- Input for this task -
┌──

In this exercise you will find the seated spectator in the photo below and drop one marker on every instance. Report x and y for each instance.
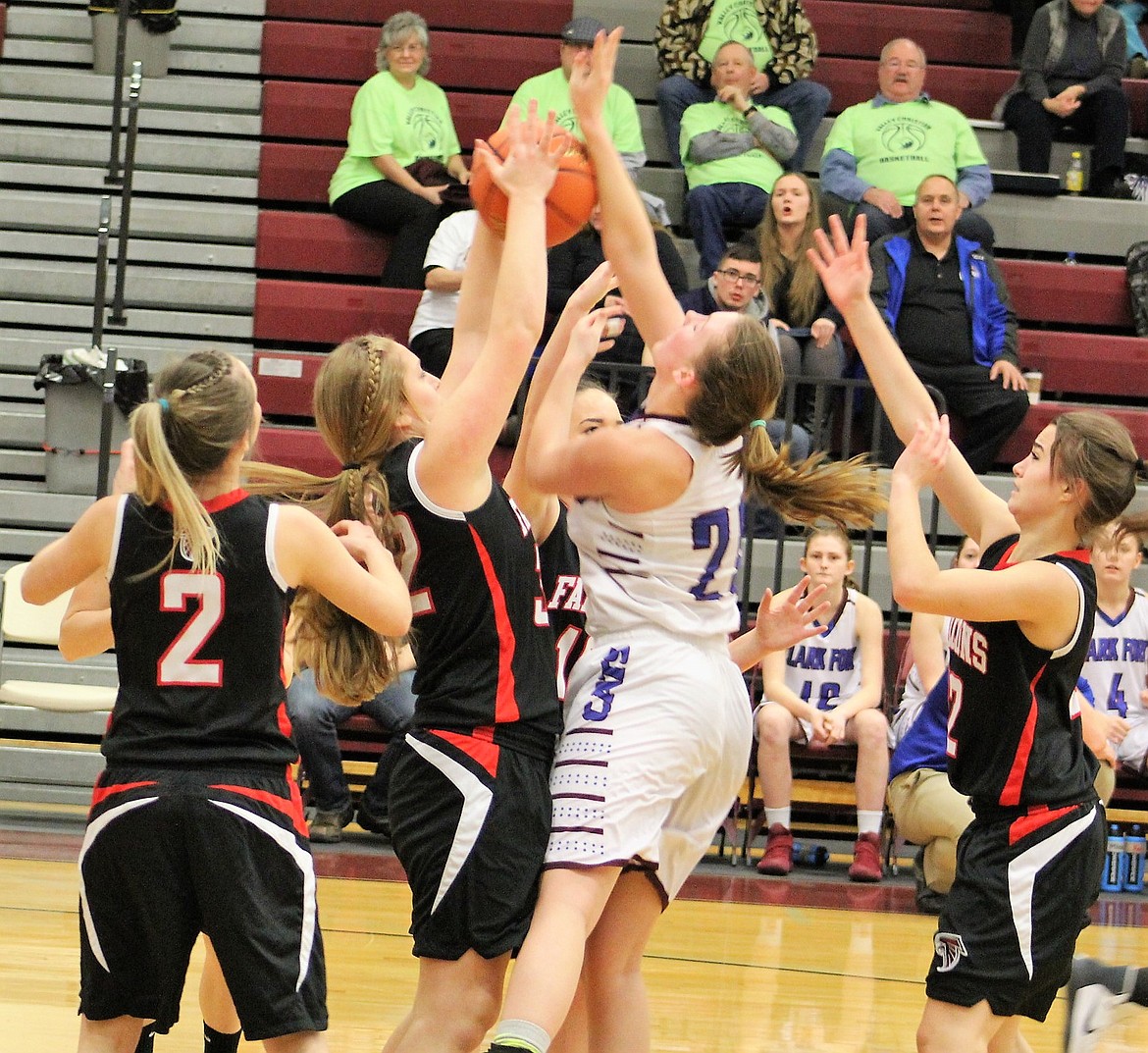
(825, 691)
(878, 152)
(945, 299)
(433, 326)
(398, 117)
(733, 154)
(806, 322)
(552, 92)
(1070, 85)
(784, 49)
(736, 286)
(572, 262)
(315, 727)
(927, 811)
(1115, 674)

└──

- Instruction -
Give the material above as a JSON list of strings, with one string per line and blank lines omitted. Leave the pictures out.

- Exercise result -
[
  "In this exercise you will find the seated spectator in the photo below and drop one marker on every instance. Report x and y for each instance.",
  "(825, 691)",
  "(878, 152)",
  "(945, 299)",
  "(433, 326)",
  "(398, 117)",
  "(733, 154)",
  "(806, 322)",
  "(552, 92)",
  "(1070, 85)",
  "(784, 49)",
  "(736, 286)",
  "(572, 262)",
  "(315, 727)",
  "(927, 811)",
  "(1115, 674)"
]